Pre-Norm Transformer块#

经过Embedding处理后的尺寸为(batch_size, sequence_length, d_model)的数据被送入Pre-Norm Transformer块当中, 处理完毕后的尺寸仍为(batch_size, sequence_length, d_model), 块内的组件是自注意力机制和前馈层

输出的归一化#

在经过若干个Transformer块之后, 还要进行归一化, 再送入一个线性层做处理, 最后通过Softmax来输出概率logits来决定下一个词输出什么

Einstein算子标注#

显然在做矩阵乘法/张量乘法的时候, 我们是在某一个维度进行求和, 而那个维度在计算完成之后会消失, Einstein算子标注就是让我们显性的写出那个被求和/将消失的维度, 其他的维度就不管了

我觉得这种张亮乘法其实类似于高维定积分, 当通过累次积分来计算重积分的时候, 显然要写好这一次是对什么变量进行积分, 这次积分完毕之后, 这个变量就不再存在

\iiint_{V} f(x,y,z)\,dx\,dy\,dz = \iint_{V_1}\,dx\,dy \int_{V_2}f(x,y,z)\,dz

后面那次积分的dz已经说明了这次的积分(视作特殊的求和)是对z这个变量的, 所以不会产生混淆

来看一个Einstein标注的张量运算

import torch
from einops import rearrange, einsum
## Basic implementation
Y = D @ A.T
# Hard to tell the input and output shapes and what they mean.

....

_任务目标 A_:
请逐字抄录所给文本中从“后面那次积分的dz已经说明了”起、至“what they mean.”止（含这两处）的部分。
所给文本与下方各行是彼此独立的两份材料。

(位置标识条目)
....

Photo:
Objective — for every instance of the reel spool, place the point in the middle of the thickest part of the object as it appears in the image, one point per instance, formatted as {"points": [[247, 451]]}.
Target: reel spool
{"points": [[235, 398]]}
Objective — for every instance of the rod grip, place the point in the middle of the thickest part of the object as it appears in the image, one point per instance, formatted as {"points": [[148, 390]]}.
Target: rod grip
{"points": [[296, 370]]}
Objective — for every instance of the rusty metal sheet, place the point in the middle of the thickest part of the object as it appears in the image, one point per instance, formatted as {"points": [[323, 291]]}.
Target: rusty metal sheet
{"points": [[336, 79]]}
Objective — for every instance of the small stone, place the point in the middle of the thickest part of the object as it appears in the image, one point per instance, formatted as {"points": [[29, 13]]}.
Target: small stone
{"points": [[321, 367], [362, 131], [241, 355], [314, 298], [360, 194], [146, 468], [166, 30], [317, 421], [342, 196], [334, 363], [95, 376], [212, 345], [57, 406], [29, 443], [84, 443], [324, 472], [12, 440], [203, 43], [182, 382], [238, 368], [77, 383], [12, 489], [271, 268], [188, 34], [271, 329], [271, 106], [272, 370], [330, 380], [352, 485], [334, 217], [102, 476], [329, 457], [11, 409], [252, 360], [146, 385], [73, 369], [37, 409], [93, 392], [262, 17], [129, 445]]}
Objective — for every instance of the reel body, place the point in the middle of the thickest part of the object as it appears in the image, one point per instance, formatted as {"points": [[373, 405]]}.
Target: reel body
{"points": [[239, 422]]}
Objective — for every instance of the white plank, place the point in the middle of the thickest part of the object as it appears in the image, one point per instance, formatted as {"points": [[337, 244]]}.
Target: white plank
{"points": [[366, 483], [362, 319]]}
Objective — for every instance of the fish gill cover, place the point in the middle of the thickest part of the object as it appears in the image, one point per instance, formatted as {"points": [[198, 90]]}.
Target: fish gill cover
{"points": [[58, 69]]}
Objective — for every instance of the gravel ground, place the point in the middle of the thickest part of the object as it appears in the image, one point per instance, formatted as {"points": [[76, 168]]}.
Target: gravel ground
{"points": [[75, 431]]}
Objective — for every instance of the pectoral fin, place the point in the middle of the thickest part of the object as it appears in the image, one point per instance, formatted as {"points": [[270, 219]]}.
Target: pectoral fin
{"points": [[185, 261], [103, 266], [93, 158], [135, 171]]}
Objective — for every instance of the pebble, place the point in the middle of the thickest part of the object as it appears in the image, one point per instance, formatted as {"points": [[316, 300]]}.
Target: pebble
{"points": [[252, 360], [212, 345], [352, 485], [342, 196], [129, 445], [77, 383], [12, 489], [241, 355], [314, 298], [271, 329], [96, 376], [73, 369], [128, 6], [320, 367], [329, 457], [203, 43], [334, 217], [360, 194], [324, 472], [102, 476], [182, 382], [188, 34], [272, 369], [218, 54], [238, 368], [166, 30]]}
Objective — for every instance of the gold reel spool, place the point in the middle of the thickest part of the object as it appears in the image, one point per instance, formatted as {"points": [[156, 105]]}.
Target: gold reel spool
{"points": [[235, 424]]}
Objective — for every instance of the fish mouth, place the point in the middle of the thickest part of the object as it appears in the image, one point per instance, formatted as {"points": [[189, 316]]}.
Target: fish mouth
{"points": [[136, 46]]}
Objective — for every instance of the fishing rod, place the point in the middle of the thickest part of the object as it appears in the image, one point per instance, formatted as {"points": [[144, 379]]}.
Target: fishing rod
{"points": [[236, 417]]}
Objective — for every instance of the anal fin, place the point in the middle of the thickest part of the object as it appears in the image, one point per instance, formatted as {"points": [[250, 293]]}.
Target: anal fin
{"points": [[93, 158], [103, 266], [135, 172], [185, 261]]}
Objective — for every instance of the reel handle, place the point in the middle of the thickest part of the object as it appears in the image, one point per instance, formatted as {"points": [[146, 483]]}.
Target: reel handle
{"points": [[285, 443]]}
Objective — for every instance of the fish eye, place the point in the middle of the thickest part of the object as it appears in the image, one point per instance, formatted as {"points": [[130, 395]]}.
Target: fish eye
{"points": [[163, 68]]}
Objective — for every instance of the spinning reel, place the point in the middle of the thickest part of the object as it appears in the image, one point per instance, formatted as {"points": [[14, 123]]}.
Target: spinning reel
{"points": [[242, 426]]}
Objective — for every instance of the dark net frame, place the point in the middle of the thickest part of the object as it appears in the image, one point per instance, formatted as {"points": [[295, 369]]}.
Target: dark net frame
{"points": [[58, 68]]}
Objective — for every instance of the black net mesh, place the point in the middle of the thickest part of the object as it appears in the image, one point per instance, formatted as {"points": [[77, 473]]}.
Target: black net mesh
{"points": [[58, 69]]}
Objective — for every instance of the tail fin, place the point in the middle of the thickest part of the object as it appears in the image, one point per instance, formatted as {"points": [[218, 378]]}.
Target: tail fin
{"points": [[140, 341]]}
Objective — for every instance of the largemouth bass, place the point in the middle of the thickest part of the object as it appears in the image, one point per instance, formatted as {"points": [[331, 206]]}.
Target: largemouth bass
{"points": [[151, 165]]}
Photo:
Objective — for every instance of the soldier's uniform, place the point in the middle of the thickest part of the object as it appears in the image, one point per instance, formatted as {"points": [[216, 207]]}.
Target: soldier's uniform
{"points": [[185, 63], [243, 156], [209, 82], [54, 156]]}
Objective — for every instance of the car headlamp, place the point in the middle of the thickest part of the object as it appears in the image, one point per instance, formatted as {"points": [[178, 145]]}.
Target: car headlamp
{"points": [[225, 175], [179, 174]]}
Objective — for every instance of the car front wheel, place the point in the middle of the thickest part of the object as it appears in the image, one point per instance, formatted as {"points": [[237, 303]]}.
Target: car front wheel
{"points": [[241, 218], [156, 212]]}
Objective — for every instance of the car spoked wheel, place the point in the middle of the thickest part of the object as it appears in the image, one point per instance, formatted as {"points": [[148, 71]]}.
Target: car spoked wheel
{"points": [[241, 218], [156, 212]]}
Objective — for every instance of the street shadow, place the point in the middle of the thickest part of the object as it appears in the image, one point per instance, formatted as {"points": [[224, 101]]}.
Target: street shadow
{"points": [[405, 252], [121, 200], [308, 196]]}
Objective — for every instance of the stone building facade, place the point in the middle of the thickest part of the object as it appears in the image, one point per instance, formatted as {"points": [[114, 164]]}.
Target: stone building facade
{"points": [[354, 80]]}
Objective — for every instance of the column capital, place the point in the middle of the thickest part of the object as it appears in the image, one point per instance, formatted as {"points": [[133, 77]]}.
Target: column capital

....

_任务目标 B_:
将上方各行中从含有“Objective — for every instance of the stone”的那一行起、直至各行末尾（首尾两行均包括在内）的内容改写为JSON字符串列表，每行对应一个字符串，空行略去。

_练习结果 A_:
后面那次积分的dz已经说明了这次的积分(视作特殊的求和)是对z这个变量的, 所以不会产生混淆

来看一个Einstein标注的张量运算

import torch
from einops import rearrange, einsum
## Basic implementation
Y = D @ A.T
# Hard to tell the input and output shapes and what they mean.

_练习结果 B_:
[
  "Objective — for every instance of the stone building facade, place the point in the middle of the thickest part of the object as it appears in the image, one point per instance, formatted as {\"points\": [[114, 164]]}.",
  "Target: stone building facade",
  "{\"points\": [[354, 80]]}",
  "Objective — for every instance of the column capital, place the point in the middle of the thickest part of the object as it appears in the image, one point per instance, formatted as {\"points\": [[133, 77]]}.",
  "Target: column capital"
]